— TEXT SEGMENT —
**********
Montenegro’s police stopped protesting mothers from forcefully entering the parliament building on February 16. Thousands of mothers of three and more children joined the demonstration as they are unhappy with the 25% benefits cut made in January.
In the 2017 budget, Montenegro’s government decided to reduce the social payments introduced by the previous government by 25%, and the wages of workers in the state administration by 12.5%, in order to tighten fiscal discipline and avoid the excessive rise of public debt.
A video broadcast by news outlet CDM showed the group tore down the protective fence and attempted to enter the parliament, shouting “Thieves!” and “Resignations!”. The police stopped them without using force.
Legislative amendments giving mothers of three or more children who have worked for at least 25 or 15 years respectively lifetime benefits equal to 70% of the average wage came into force in January last year. In February 2016, Montenegro also decided to raise public sector wages by up to 16%. Both decisions were criticised as putting at risk public finances and the opposition claimed they were adopted to help the ruling party to win the general election in October 2016.
The protest was staged the day after the parliament decided to lift immunity of two opposition leaders and allow their arrest by special prosecutors. Andrija Mandic and Milan Knezevic are suspected of playing a key role in an alleged coup plot with the aim of seizing power in the country. The parliament’s decision and the investigation have significantly increased political tensions in Montenegro, where all opposition parties are unhappy with the October 16 general election results and claim that the long-ruling Democratic Party of Socialists (DPS) won unfairly.
The mothers’ protest will put more pressure on the government of Prime Minister Dusko Markovic of the DPS, which must find a way to seriously reduce public spending and stabilise public debt, which stood at 60.6% of the projected end-year GDP as of end-June 2016.
Earlier in February, the European Commission warmed that Montenegro’s fiscal deficit will most likely rise this year despite fiscal consolidation plans, mainly because of the increased spending on social payments.
**********
Excerpt from a dataset:
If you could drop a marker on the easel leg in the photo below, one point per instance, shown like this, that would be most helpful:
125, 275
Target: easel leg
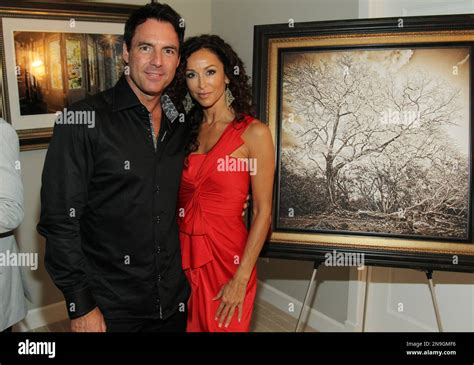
366, 295
306, 297
429, 275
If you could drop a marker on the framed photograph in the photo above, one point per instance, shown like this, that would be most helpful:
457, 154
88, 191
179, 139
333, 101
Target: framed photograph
372, 125
52, 56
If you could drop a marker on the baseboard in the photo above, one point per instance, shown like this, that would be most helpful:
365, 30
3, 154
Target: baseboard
317, 320
39, 317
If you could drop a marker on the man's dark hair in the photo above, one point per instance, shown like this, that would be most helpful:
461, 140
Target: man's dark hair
160, 12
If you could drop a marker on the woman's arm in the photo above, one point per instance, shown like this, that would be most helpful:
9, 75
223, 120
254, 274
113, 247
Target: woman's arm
259, 142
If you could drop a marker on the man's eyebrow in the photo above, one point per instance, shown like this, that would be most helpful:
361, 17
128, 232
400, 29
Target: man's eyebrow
144, 43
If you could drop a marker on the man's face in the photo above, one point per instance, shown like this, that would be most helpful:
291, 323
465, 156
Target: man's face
153, 57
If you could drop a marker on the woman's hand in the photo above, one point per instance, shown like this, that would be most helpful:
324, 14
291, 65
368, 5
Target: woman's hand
233, 295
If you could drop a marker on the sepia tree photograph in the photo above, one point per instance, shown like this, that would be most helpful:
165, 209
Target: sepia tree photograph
375, 141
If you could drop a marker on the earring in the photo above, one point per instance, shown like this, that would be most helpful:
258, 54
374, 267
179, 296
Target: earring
188, 103
229, 98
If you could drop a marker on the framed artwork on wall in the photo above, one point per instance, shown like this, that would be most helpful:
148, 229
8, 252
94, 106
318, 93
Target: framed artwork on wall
54, 55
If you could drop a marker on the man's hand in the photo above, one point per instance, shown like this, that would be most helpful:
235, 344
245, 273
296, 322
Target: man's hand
90, 322
246, 205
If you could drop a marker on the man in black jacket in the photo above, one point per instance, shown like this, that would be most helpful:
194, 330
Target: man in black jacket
109, 190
**********
— DO THIS —
Carry on the report about the protesting mothers in Montenegro, starting right after its final sentence.

— RESPONSE TO THIS EXERCISE —
Substantial financing needs are expected to raise the stock of public debt above 70% of GDP until 2018. Although the country will not have to refinance Eurobonds in 2017 or in 2018, the refinancing risk will intensify in 2019, when bonds worth 7% of GDP are due to mature.
The cost cutting measures in the 2017 budget plan were well accepted by the central bank, but faced strong objections from all opposition parties.
According to the budget bill, the government is targeting a deficit equal to 6% of the projected GDP. The government has also adopted measures to cut the budget deficit by 2021. In 2019, the deficit should fall to 3.9% of GDP, while in 2021 the country should have a surplus equal to 0.9% of GDP.
At the same time, public debt is seen rising further in the coming years. In 2019 it is expected to reach 79.5% of the projected GDP compared to 70.7% estimated for 2016. The debt should then start declining, reaching 74.1% of GDP in 2021.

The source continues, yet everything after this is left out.